İsmail Akgün

MERHAMET VE EMEK Ödül Törenine katıldık

MEYAD Genel Başkanımız İsmail AKGÜN Başkent Postası tarafından 5.si düzenlenen “MERHAMET VE EMEK” Ödül Törenine katıldı. İnsani davranışlara örnek olan ve öne çıkan kişilere ödül takdimi toplumda ve dünyada azalan ve SİYONİSTLERİN yaptığı SOYKIRIMA vicdan ve merhamet örneği olmasını umarız. Bu zalimlere sessiz kalan yönetici ve insanlara ders olmasını diliyoruz. Program sonunda Çalışma ve Sosyal Güvenlik Bakanlığı, İçişleri Bakanlığı gibi pek çok görevleri yapmış Sn. Murat BAŞESGİOĞLUNA MEYAD BÜLTEN takdim edilerek MEYAD ve faaliyetleri hakkında bilgi sunuldu. Ayrıca soykırıma karşı dimdik duran sanatçı Sn. Murat KEKİLİ’ye de insanlığın vicdanı olmaya çalıştığı için tebrik ve takdirlerimizi sunduk.

——————————

● Görev Tanımı:
Yukarıdaki ödül töreni metnini hiçbir değişiklik yapmadan baştan sona aktarınız.

——————————

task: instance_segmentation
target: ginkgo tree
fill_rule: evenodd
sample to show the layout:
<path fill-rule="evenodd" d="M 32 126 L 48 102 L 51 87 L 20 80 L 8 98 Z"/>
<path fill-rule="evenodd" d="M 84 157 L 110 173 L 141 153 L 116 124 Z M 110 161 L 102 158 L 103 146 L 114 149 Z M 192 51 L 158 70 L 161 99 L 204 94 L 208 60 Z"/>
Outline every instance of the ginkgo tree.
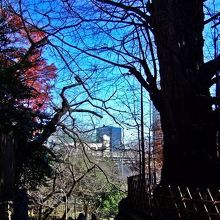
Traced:
<path fill-rule="evenodd" d="M 45 161 L 48 151 L 43 145 L 34 148 L 31 144 L 37 131 L 42 129 L 42 120 L 47 119 L 43 110 L 50 99 L 56 68 L 42 56 L 46 39 L 43 32 L 8 9 L 1 8 L 0 17 L 0 130 L 2 137 L 3 134 L 10 135 L 15 140 L 10 144 L 16 143 L 10 148 L 12 151 L 6 153 L 11 154 L 10 163 L 14 169 L 7 174 L 8 177 L 2 176 L 5 172 L 1 172 L 0 194 L 1 201 L 17 201 L 16 192 L 20 188 L 41 184 L 50 174 L 50 166 Z M 9 151 L 7 144 L 2 142 L 2 152 Z M 3 153 L 1 161 L 4 156 Z M 7 164 L 2 166 L 1 170 L 8 170 Z M 5 185 L 5 178 L 14 180 L 12 186 Z M 4 195 L 5 187 L 15 191 Z M 16 207 L 16 202 L 14 205 Z M 16 219 L 16 208 L 14 215 Z"/>

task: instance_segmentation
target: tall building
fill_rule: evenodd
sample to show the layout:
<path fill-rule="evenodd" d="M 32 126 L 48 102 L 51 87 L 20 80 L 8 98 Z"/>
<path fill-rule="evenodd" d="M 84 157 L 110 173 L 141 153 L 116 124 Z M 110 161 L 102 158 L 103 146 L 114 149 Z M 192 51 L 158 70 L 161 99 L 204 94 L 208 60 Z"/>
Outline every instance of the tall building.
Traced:
<path fill-rule="evenodd" d="M 96 141 L 103 143 L 106 150 L 117 151 L 124 149 L 121 141 L 121 128 L 103 126 L 96 129 Z"/>

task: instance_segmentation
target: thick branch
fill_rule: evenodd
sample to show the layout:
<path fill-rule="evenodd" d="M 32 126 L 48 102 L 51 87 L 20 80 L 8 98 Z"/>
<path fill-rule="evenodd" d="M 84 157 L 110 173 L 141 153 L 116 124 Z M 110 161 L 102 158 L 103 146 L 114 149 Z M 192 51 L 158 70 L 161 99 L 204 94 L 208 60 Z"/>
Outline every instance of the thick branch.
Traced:
<path fill-rule="evenodd" d="M 202 77 L 200 79 L 201 82 L 209 82 L 212 77 L 220 70 L 220 55 L 218 55 L 215 59 L 208 61 L 205 63 L 198 77 Z"/>

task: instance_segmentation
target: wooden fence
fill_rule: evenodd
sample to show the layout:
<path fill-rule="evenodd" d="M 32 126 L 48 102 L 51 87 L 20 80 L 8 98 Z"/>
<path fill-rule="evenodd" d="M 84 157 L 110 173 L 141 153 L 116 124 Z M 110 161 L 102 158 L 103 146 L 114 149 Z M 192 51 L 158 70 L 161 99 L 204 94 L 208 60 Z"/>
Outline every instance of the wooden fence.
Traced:
<path fill-rule="evenodd" d="M 128 204 L 134 212 L 155 219 L 218 220 L 220 188 L 146 186 L 139 176 L 128 178 Z"/>

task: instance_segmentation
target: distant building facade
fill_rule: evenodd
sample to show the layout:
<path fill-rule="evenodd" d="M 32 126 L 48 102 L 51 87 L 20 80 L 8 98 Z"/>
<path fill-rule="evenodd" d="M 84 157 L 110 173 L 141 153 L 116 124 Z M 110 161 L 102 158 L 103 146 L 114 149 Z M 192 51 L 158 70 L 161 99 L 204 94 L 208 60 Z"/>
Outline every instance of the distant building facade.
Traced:
<path fill-rule="evenodd" d="M 121 128 L 113 126 L 103 126 L 96 129 L 96 141 L 103 144 L 104 150 L 123 150 Z"/>

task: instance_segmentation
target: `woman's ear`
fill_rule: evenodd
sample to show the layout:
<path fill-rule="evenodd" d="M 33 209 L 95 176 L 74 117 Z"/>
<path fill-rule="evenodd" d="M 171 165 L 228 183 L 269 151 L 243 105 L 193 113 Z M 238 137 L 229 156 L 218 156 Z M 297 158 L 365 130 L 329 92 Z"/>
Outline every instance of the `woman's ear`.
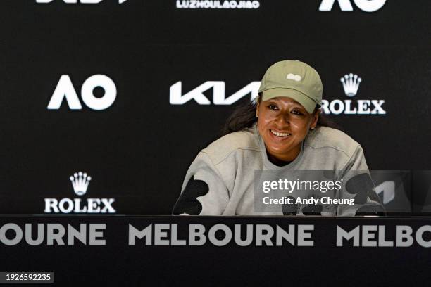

——————————

● Eksiksiz Çıktı:
İsmail Akgün

MERHAMET VE EMEK Ödül Törenine katıldık

MEYAD Genel Başkanımız İsmail AKGÜN Başkent Postası tarafından 5.si düzenlenen “MERHAMET VE EMEK” Ödül Törenine katıldı. İnsani davranışlara örnek olan ve öne çıkan kişilere ödül takdimi toplumda ve dünyada azalan ve SİYONİSTLERİN yaptığı SOYKIRIMA vicdan ve merhamet örneği olmasını umarız. Bu zalimlere sessiz kalan yönetici ve insanlara ders olmasını diliyoruz. Program sonunda Çalışma ve Sosyal Güvenlik Bakanlığı, İçişleri Bakanlığı gibi pek çok görevleri yapmış Sn. Murat BAŞESGİOĞLUNA MEYAD BÜLTEN takdim edilerek MEYAD ve faaliyetleri hakkında bilgi sunuldu. Ayrıca soykırıma karşı dimdik duran sanatçı Sn. Murat KEKİLİ’ye de insanlığın vicdanı olmaya çalıştığı için tebrik ve takdirlerimizi sunduk.